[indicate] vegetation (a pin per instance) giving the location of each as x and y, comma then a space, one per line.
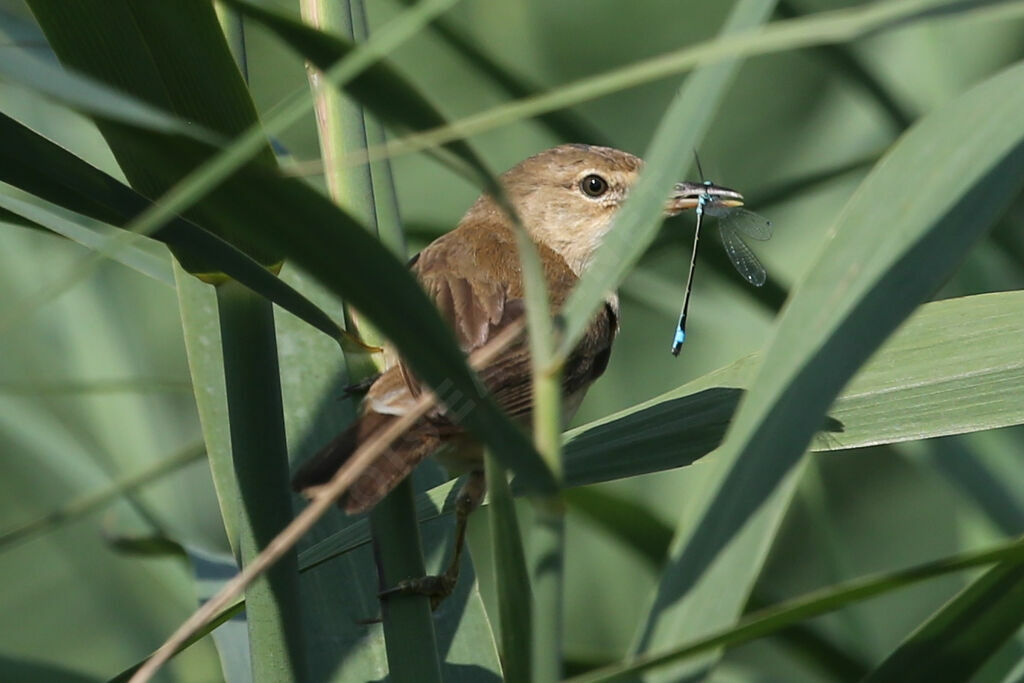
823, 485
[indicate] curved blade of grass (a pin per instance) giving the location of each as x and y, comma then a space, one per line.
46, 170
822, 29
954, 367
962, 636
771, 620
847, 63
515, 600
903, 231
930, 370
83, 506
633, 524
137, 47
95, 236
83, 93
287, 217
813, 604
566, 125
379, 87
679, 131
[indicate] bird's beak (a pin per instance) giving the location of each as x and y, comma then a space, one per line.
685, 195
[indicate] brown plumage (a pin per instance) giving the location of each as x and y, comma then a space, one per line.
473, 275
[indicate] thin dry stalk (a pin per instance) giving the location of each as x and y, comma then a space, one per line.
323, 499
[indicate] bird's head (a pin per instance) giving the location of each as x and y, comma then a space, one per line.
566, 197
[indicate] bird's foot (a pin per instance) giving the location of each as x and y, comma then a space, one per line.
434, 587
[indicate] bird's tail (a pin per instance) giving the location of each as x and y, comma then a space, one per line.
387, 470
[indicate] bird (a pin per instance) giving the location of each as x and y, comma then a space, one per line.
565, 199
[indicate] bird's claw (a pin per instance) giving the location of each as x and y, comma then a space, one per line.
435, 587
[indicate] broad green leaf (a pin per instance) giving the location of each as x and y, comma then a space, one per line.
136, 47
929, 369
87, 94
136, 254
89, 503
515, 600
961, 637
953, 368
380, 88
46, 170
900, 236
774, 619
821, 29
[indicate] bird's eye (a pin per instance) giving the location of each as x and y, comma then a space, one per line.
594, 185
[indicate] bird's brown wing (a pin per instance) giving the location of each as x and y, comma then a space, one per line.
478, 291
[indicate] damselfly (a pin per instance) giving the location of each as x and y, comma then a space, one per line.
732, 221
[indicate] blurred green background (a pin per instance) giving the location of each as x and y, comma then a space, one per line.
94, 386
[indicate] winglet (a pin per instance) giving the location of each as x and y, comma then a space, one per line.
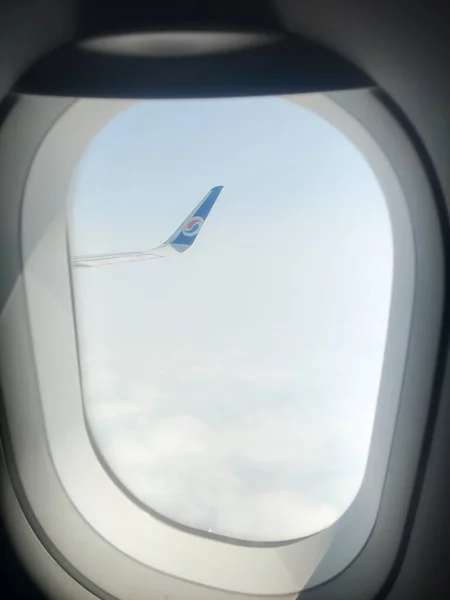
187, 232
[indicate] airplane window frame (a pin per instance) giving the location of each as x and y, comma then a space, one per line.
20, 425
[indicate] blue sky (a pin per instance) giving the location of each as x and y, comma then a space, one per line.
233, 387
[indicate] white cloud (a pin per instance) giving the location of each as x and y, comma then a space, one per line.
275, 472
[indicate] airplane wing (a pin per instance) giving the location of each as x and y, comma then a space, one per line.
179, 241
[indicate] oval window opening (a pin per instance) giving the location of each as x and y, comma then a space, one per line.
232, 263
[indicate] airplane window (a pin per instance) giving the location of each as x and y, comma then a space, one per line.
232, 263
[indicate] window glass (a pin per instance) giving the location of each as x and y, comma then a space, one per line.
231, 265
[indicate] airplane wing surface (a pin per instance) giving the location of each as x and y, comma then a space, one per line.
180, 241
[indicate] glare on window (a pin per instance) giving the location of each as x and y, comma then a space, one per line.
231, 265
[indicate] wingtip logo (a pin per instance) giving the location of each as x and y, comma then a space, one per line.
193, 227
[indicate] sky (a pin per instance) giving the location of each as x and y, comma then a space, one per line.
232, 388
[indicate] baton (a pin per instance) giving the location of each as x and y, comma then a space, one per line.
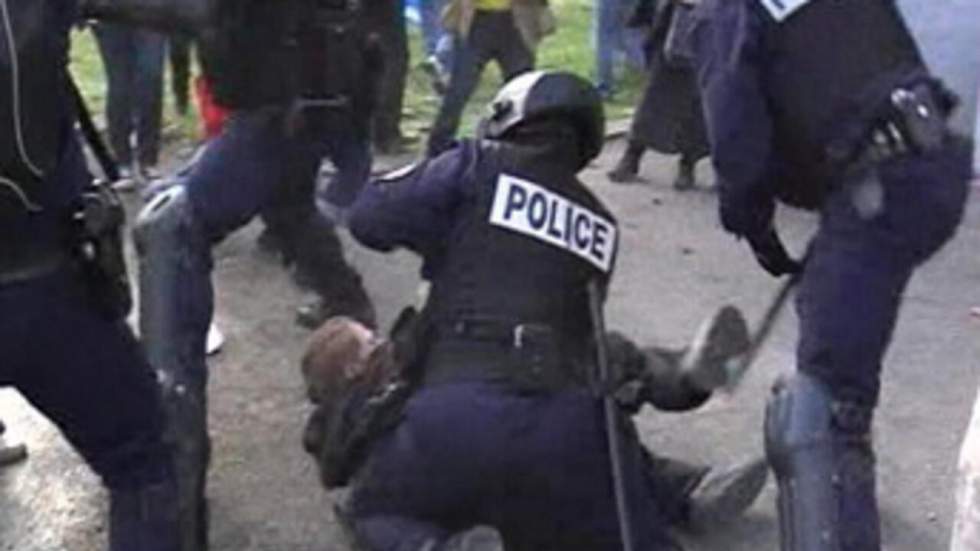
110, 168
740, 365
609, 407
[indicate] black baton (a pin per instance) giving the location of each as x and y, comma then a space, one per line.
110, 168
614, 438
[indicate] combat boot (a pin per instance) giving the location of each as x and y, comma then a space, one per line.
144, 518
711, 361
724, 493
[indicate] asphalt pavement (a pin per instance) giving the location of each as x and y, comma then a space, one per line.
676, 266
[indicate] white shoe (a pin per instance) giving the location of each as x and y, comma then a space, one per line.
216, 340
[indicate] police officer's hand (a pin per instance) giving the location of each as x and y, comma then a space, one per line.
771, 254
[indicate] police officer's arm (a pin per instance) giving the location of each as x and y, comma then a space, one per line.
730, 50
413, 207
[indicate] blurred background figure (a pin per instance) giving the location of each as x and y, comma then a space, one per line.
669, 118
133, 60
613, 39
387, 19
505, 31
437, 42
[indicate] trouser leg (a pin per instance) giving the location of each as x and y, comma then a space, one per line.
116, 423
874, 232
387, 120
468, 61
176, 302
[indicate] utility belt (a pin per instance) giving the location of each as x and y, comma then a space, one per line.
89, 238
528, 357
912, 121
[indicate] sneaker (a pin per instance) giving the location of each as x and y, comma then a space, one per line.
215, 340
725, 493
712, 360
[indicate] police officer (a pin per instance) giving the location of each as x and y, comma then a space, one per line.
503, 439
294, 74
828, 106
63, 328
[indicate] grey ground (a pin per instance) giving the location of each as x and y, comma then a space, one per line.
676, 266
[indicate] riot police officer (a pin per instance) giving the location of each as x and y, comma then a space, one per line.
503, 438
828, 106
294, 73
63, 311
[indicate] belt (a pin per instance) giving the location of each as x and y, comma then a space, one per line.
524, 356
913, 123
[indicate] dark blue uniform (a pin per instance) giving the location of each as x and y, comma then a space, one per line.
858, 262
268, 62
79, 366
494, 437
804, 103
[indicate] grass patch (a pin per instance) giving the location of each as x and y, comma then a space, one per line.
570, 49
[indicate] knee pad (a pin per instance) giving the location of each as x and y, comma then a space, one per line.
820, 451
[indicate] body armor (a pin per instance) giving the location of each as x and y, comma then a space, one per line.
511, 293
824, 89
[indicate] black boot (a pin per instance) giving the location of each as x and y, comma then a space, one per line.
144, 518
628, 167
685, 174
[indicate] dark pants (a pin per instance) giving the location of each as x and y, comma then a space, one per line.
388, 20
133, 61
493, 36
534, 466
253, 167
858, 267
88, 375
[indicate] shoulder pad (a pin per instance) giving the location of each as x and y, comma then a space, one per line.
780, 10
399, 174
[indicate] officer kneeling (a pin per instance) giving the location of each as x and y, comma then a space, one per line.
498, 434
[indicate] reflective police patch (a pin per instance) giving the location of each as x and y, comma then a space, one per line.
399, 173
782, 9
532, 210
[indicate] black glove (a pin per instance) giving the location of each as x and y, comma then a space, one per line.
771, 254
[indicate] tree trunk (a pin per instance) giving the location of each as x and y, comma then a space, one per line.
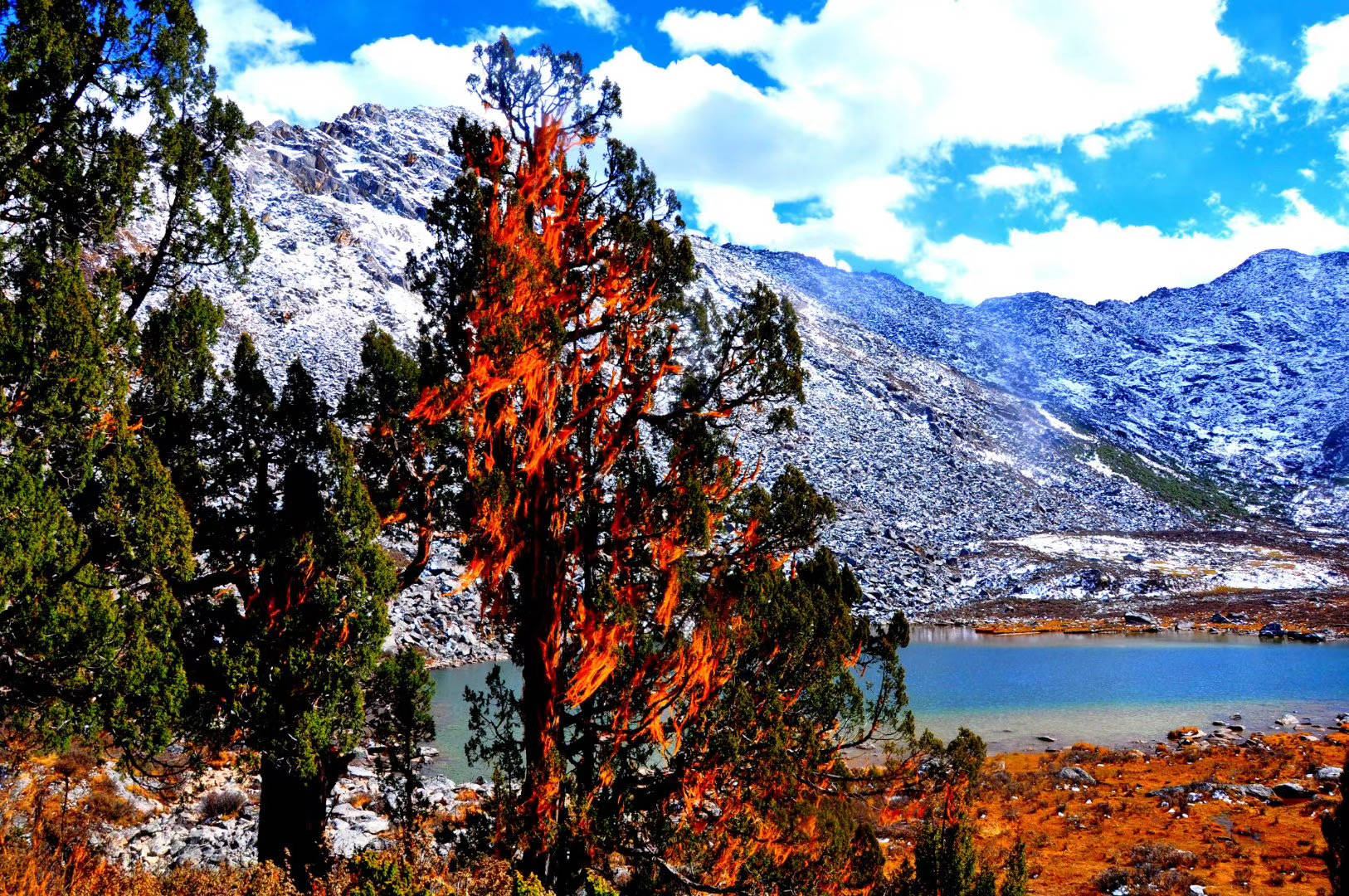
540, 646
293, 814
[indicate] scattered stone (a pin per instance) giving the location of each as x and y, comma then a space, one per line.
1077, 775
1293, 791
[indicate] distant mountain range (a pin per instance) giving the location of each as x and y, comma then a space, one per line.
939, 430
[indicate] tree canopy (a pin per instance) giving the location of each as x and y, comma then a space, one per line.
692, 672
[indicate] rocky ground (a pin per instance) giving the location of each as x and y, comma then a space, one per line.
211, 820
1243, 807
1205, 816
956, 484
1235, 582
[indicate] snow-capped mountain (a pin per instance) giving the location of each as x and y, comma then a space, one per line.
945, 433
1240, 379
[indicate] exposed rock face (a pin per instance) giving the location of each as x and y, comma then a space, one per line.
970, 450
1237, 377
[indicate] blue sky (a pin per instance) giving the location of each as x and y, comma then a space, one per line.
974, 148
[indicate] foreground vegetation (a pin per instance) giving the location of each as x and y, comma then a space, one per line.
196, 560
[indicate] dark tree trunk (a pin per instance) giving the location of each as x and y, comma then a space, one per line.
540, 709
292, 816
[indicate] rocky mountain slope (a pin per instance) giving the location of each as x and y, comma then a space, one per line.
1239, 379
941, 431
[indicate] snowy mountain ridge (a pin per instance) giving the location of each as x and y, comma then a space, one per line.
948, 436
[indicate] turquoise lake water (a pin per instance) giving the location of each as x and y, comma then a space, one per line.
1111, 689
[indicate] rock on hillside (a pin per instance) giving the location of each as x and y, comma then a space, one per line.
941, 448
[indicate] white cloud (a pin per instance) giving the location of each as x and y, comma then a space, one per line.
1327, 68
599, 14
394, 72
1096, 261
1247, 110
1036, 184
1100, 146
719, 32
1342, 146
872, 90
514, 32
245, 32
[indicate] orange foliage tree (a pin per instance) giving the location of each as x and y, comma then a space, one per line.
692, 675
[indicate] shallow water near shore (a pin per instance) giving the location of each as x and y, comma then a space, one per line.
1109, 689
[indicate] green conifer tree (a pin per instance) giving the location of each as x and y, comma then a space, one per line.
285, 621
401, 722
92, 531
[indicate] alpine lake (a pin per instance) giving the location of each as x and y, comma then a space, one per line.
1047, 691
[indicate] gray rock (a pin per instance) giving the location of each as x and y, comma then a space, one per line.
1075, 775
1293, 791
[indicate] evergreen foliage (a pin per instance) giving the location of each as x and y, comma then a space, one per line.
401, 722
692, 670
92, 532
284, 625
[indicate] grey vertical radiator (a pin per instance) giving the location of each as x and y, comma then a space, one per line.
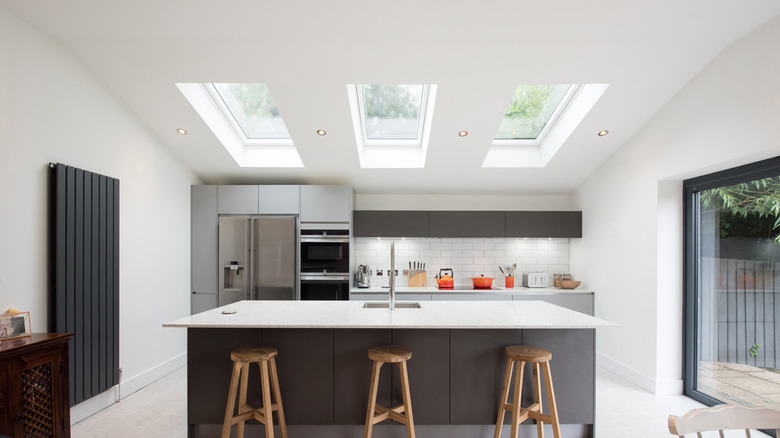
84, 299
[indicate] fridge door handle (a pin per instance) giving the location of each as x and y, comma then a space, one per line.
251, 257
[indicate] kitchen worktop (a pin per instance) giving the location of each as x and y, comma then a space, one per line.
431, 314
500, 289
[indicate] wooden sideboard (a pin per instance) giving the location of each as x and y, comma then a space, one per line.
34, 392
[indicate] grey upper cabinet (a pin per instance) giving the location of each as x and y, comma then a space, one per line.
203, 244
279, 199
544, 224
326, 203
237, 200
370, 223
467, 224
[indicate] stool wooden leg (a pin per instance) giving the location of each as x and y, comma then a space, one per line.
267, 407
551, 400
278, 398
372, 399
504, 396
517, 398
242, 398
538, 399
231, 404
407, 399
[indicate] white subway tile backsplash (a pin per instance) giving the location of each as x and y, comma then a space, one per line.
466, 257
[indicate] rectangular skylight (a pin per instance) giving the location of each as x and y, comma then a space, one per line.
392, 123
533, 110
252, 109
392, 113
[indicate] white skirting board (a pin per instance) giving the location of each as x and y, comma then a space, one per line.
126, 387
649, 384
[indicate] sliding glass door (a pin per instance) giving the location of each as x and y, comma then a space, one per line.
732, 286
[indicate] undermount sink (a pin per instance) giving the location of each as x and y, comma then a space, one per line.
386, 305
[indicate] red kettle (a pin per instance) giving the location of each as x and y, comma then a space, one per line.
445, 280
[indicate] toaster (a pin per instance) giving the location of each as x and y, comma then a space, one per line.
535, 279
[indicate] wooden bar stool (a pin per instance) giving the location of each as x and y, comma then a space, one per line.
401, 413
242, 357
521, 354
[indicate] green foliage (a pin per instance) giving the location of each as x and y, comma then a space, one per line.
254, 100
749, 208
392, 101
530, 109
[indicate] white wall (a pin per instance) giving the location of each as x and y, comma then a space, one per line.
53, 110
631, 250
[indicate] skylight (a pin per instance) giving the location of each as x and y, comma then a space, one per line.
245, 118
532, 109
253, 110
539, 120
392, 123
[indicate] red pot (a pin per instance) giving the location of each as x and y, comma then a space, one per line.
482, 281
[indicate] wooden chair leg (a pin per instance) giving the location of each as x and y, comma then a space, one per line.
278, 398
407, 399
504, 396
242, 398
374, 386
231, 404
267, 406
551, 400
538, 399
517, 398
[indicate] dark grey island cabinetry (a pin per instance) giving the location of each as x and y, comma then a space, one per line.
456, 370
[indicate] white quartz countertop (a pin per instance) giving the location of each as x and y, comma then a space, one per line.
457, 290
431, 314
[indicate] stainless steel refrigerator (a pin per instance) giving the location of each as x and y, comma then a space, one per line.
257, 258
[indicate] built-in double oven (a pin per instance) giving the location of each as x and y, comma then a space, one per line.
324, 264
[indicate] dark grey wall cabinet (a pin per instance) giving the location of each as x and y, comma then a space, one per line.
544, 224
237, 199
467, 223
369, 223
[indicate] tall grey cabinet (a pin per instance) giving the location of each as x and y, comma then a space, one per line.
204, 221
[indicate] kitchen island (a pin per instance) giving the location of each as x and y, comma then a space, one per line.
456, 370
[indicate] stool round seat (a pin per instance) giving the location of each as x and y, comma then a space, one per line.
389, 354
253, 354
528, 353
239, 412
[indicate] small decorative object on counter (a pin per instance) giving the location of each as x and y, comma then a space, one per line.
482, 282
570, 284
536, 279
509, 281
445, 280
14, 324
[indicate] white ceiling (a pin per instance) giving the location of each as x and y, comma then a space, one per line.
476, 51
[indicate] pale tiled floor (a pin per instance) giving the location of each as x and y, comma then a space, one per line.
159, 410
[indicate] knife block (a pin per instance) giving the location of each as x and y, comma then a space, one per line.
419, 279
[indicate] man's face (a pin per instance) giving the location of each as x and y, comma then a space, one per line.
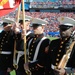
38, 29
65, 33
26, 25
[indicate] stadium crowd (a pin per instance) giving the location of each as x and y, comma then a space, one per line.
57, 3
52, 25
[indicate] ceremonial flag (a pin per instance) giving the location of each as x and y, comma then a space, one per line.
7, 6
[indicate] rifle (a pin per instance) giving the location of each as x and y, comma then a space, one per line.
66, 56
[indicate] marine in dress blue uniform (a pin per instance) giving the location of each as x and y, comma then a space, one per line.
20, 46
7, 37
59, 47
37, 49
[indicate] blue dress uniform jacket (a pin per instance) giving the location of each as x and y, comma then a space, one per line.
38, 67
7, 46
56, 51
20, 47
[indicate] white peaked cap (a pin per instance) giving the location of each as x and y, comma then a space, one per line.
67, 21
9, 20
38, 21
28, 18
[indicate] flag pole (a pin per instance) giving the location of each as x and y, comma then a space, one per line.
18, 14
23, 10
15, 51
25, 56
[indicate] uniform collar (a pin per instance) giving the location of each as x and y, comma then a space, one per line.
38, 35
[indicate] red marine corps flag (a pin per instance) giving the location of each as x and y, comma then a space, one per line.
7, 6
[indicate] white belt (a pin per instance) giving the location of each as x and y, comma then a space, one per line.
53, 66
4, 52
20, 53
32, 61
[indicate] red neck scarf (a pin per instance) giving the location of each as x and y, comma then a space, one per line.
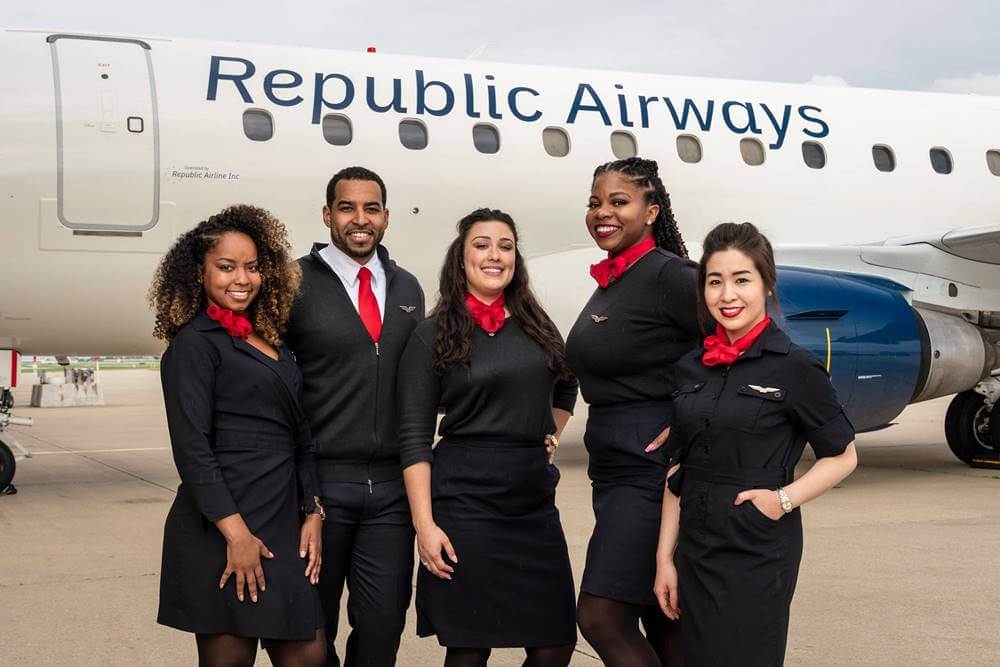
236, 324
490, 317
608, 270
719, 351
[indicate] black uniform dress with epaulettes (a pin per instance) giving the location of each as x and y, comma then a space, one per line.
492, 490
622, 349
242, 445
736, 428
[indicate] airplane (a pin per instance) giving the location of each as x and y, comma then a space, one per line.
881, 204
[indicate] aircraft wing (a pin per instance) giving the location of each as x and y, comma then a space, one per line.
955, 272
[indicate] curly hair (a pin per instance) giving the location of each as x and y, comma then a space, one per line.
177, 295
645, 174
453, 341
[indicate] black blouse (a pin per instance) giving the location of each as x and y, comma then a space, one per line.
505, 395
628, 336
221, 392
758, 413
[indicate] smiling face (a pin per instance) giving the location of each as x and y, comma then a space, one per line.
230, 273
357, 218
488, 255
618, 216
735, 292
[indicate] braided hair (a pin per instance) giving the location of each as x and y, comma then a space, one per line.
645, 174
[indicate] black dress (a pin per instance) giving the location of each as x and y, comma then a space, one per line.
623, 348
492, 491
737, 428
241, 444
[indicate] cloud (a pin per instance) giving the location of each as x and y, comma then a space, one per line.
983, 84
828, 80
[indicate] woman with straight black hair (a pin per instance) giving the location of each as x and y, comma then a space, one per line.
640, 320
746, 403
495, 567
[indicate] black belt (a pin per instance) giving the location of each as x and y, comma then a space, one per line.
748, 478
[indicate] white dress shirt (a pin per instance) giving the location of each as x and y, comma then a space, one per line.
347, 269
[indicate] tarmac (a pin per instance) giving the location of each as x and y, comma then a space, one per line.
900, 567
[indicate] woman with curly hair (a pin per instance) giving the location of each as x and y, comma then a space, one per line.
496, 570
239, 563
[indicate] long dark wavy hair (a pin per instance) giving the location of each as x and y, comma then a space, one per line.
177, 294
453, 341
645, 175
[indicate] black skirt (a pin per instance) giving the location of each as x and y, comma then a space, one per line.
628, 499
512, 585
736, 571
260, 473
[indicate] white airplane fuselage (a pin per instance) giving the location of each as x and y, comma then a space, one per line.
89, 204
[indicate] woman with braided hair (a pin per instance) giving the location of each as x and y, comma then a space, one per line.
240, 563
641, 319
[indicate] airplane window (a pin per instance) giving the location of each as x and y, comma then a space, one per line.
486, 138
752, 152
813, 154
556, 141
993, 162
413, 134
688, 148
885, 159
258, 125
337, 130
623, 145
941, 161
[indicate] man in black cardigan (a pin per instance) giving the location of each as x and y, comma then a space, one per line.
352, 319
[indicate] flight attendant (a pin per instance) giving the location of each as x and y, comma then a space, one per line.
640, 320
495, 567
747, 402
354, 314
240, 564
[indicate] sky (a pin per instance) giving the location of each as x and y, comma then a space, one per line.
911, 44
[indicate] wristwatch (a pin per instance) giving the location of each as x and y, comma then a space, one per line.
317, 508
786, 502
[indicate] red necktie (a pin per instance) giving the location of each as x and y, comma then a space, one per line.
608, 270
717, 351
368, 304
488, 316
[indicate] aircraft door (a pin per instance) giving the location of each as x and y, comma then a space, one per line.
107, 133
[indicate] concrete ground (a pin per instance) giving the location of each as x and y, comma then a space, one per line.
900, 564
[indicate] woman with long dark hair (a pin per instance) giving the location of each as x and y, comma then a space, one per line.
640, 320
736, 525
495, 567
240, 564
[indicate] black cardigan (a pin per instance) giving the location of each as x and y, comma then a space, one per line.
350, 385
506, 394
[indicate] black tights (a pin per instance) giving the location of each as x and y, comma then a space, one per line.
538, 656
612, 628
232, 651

################

* **Problem details**
Starting at the line that contains "[indicate] wristwatch (a", output each remaining line of the listing, the last line included, exactly as it appears.

* **Solution**
[indicate] wristwatch (a pin per instance) giving the location of each as x and y, comma then a space, one per line.
317, 508
786, 502
[indicate] red necktie (a pin per instance) giving the location of each as x and y, comma then a space, one per line.
608, 270
717, 351
368, 304
488, 316
[indicate] aircraft door (a pin per instance) giving the location of each as x and y, comma then a space, one per line.
107, 133
[indicate] concrete ground (a pin per instance) giving the location of each as x and y, comma then a space, one per line.
900, 564
[indicate] woman with long dark hair (a pin per instance) giving the location of each as x and y, comma then a space, one per line.
640, 320
736, 525
495, 567
240, 564
[indicate] black cardigan (a pin per instance) giving the location of each as x and y, comma then a space, one per line.
350, 385
506, 394
[indicate] black tights (a pin per instance) giving the location of each as x and y, comma then a space, one per line.
538, 656
612, 628
232, 651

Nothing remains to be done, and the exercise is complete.